What the task asks>
Make your reply a word-for-word repeat of the records.

Source material>
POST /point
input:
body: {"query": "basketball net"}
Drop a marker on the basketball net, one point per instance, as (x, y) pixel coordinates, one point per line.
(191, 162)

Output>
POST /point
input:
body: {"query": "basketball net"}
Drop a marker on the basketball net, one point per instance, as (x, y) pixel coordinates, one point per line.
(191, 162)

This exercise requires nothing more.